ECE2024 Rapid Communications Rapid Communications 4: Diabetes, Obesity, Metabolism and Nutrition | Part I (5 abstracts)
1AHEPA University Hospital, Division of Endocrinology and Metabolism - Diabetes Center, 1st Department of Internal Medicine, Medical School, Aristotle University of Thessaloniki, Thessaloniki, Greece; 2Hippokration General Hospital, 2nd Propedeutic Department of Internal Medicine, Aristotle University of Thessaloniki, Thessaloniki, Greece; 3University of Patras, Department of Biology, Section of Genetics, Cell Biology and Development, Patras, Greece; 4G. Papanikolaou General Hospital, Diabetes Center, Department of Internal Medicine, Thessaloniki, Greece; 5General Hospital of Kastoria, Diabetes Outpatient Clinic, Kastoria, Greece; 6Medical School, Aristotle University of Thessaloniki, Unit of Reproductive Endocrinology, 1st Department of Obstetrics and Gynecology, Thessaloniki, Greece
Background and Aims: Our objective was to assess the association between genetic polymorphisms in TCF7L2, CTRB1/2 and GLP-1R genes and inter-individual variability in response to treatment with glucagon-like peptide-1 receptor agonists (GLP-1 RAs) in terms of glycemic control and weight loss among Greek individuals with type 2 diabetes mellitus (T2DM) and to identify potential predictors of response to GLP-1 RA therapy.

+++

» **Problem statement**:
Based on the diabetes study abstract above, state whether each statement agrees with it, answering yes or no and quoting the deciding words: (a) The study examined polymorphisms in the TCF7L2, CTRB1/2 and GLP-1R genes. (b) The participants had type 1 diabetes. (c) Treatment response was judged on glycemic control alone.

+++

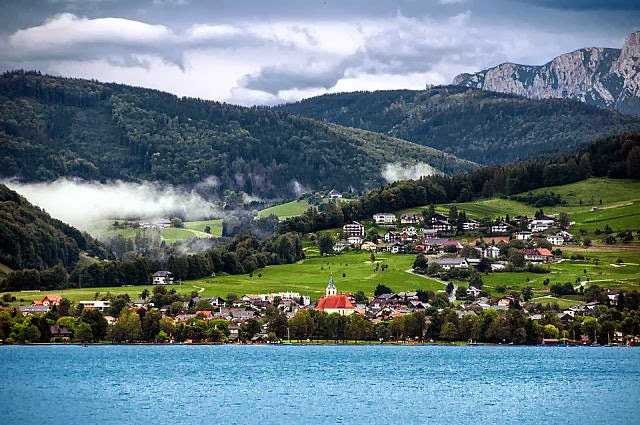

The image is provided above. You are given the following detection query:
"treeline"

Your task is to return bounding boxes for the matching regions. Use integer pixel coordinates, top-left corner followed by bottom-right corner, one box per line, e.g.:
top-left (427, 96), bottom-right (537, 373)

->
top-left (276, 86), bottom-right (640, 164)
top-left (280, 133), bottom-right (640, 233)
top-left (0, 71), bottom-right (474, 198)
top-left (0, 184), bottom-right (111, 270)
top-left (0, 233), bottom-right (304, 291)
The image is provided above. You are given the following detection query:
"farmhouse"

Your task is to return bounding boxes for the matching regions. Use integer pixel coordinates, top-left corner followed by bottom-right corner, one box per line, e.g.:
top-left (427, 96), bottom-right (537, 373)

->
top-left (373, 213), bottom-right (396, 224)
top-left (153, 270), bottom-right (173, 285)
top-left (342, 221), bottom-right (364, 238)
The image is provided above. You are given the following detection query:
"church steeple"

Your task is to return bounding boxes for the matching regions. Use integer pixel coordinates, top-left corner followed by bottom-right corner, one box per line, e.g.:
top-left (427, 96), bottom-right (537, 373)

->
top-left (324, 273), bottom-right (336, 297)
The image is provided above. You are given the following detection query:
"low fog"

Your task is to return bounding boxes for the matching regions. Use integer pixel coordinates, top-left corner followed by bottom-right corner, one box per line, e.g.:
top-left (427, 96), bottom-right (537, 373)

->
top-left (382, 162), bottom-right (441, 183)
top-left (3, 179), bottom-right (222, 230)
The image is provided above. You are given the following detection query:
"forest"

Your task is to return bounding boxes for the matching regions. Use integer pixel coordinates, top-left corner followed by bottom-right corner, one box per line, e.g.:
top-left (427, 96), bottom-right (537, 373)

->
top-left (0, 71), bottom-right (475, 198)
top-left (275, 86), bottom-right (640, 164)
top-left (280, 133), bottom-right (640, 233)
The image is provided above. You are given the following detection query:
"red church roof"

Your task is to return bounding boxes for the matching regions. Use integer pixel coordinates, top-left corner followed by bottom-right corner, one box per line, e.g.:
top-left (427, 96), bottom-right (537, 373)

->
top-left (316, 294), bottom-right (355, 311)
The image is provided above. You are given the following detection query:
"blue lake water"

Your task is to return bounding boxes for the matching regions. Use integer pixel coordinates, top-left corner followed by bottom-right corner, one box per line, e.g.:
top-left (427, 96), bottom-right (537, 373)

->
top-left (0, 346), bottom-right (640, 424)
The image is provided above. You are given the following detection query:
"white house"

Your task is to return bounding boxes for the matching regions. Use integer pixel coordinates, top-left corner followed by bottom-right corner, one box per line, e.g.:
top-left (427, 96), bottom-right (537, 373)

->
top-left (547, 235), bottom-right (564, 246)
top-left (342, 221), bottom-right (364, 238)
top-left (153, 270), bottom-right (173, 285)
top-left (373, 213), bottom-right (396, 224)
top-left (482, 245), bottom-right (500, 258)
top-left (78, 300), bottom-right (111, 311)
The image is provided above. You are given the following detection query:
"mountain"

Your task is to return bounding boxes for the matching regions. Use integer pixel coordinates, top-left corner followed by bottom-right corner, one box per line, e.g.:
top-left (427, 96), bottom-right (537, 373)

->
top-left (453, 32), bottom-right (640, 114)
top-left (0, 71), bottom-right (475, 197)
top-left (276, 86), bottom-right (640, 164)
top-left (0, 184), bottom-right (110, 269)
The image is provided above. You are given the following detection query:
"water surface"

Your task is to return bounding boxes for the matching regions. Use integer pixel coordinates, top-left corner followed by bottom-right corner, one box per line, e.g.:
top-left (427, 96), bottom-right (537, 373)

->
top-left (0, 345), bottom-right (640, 425)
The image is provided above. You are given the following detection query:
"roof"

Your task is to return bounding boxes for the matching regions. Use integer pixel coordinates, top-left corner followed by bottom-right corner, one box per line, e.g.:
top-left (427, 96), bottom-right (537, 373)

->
top-left (316, 294), bottom-right (355, 311)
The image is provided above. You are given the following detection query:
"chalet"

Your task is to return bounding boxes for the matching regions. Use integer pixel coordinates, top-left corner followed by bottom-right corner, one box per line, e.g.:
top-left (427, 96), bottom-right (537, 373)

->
top-left (347, 236), bottom-right (362, 246)
top-left (547, 235), bottom-right (564, 246)
top-left (153, 270), bottom-right (173, 285)
top-left (429, 257), bottom-right (469, 270)
top-left (78, 300), bottom-right (111, 311)
top-left (373, 213), bottom-right (396, 224)
top-left (385, 242), bottom-right (406, 254)
top-left (49, 325), bottom-right (71, 342)
top-left (333, 241), bottom-right (351, 252)
top-left (41, 294), bottom-right (62, 307)
top-left (529, 218), bottom-right (556, 233)
top-left (400, 214), bottom-right (422, 224)
top-left (360, 242), bottom-right (378, 251)
top-left (467, 286), bottom-right (482, 299)
top-left (491, 221), bottom-right (512, 233)
top-left (515, 231), bottom-right (533, 241)
top-left (462, 220), bottom-right (480, 230)
top-left (482, 245), bottom-right (500, 258)
top-left (316, 276), bottom-right (356, 316)
top-left (328, 189), bottom-right (342, 199)
top-left (431, 220), bottom-right (451, 232)
top-left (342, 221), bottom-right (364, 238)
top-left (431, 213), bottom-right (449, 223)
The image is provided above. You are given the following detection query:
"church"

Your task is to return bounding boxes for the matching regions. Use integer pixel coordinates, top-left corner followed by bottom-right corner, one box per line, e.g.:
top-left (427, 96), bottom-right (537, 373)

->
top-left (316, 275), bottom-right (356, 316)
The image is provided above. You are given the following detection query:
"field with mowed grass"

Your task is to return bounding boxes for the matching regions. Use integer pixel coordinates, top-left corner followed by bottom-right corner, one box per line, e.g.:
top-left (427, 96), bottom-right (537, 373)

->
top-left (258, 201), bottom-right (310, 220)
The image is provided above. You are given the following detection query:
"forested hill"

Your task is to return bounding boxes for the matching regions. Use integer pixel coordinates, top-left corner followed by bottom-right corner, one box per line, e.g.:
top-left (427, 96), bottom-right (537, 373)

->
top-left (0, 71), bottom-right (474, 197)
top-left (0, 184), bottom-right (110, 270)
top-left (280, 133), bottom-right (640, 233)
top-left (275, 86), bottom-right (640, 164)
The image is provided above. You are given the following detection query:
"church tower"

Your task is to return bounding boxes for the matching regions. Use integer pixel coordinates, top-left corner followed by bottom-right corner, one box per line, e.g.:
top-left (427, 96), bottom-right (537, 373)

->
top-left (324, 274), bottom-right (336, 297)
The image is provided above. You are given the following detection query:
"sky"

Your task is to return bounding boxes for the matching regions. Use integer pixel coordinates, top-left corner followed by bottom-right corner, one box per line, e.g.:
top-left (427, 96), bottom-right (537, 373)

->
top-left (0, 0), bottom-right (640, 105)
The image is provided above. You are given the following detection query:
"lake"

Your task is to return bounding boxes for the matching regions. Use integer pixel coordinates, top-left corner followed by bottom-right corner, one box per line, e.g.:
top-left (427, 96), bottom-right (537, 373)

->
top-left (0, 345), bottom-right (640, 425)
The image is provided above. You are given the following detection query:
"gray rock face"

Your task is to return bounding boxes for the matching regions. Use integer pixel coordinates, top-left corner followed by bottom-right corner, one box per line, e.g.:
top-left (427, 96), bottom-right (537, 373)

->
top-left (453, 31), bottom-right (640, 114)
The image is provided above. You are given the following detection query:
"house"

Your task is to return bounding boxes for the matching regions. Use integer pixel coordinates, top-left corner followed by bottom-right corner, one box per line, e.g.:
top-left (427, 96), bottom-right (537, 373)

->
top-left (482, 245), bottom-right (500, 258)
top-left (78, 300), bottom-right (111, 311)
top-left (333, 241), bottom-right (351, 252)
top-left (153, 270), bottom-right (173, 285)
top-left (342, 221), bottom-right (364, 238)
top-left (49, 325), bottom-right (71, 342)
top-left (429, 257), bottom-right (469, 270)
top-left (400, 214), bottom-right (422, 224)
top-left (462, 220), bottom-right (480, 230)
top-left (431, 220), bottom-right (451, 232)
top-left (18, 305), bottom-right (49, 316)
top-left (373, 213), bottom-right (396, 224)
top-left (316, 276), bottom-right (356, 316)
top-left (385, 242), bottom-right (406, 254)
top-left (42, 294), bottom-right (62, 307)
top-left (360, 242), bottom-right (378, 251)
top-left (467, 286), bottom-right (482, 298)
top-left (547, 235), bottom-right (564, 246)
top-left (491, 221), bottom-right (511, 233)
top-left (347, 236), bottom-right (362, 246)
top-left (328, 189), bottom-right (342, 199)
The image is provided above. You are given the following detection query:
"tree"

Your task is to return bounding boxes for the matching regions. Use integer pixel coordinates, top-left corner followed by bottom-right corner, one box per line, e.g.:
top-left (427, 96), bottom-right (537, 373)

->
top-left (74, 322), bottom-right (93, 342)
top-left (373, 283), bottom-right (393, 297)
top-left (318, 233), bottom-right (335, 255)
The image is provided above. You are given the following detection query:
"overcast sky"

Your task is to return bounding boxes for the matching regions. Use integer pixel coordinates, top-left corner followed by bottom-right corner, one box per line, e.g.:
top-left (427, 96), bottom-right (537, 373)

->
top-left (0, 0), bottom-right (640, 105)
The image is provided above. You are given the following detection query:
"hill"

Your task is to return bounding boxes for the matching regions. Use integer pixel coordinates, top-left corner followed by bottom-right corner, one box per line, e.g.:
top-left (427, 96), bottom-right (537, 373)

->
top-left (0, 184), bottom-right (109, 270)
top-left (453, 32), bottom-right (640, 114)
top-left (276, 86), bottom-right (640, 164)
top-left (0, 71), bottom-right (474, 197)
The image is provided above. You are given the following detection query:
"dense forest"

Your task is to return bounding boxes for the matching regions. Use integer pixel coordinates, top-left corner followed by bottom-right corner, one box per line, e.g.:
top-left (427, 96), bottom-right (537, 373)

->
top-left (0, 71), bottom-right (474, 197)
top-left (0, 184), bottom-right (110, 270)
top-left (280, 133), bottom-right (640, 233)
top-left (275, 86), bottom-right (640, 164)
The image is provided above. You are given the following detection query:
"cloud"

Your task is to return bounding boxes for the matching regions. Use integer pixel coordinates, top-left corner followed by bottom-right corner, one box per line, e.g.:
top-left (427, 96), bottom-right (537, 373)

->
top-left (382, 162), bottom-right (442, 183)
top-left (3, 179), bottom-right (222, 229)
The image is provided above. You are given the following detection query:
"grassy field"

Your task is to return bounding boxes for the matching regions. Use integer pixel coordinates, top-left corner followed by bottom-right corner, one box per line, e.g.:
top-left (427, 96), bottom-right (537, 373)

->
top-left (258, 201), bottom-right (310, 220)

+++

» **Output of the exercise**:
(a) Yes: "genetic polymorphisms in TCF7L2, CTRB1/2 and GLP-1R genes"
(b) No: "Greek individuals with type 2 diabetes mellitus (T2DM)"
(c) No: "in terms of glycemic control and weight loss"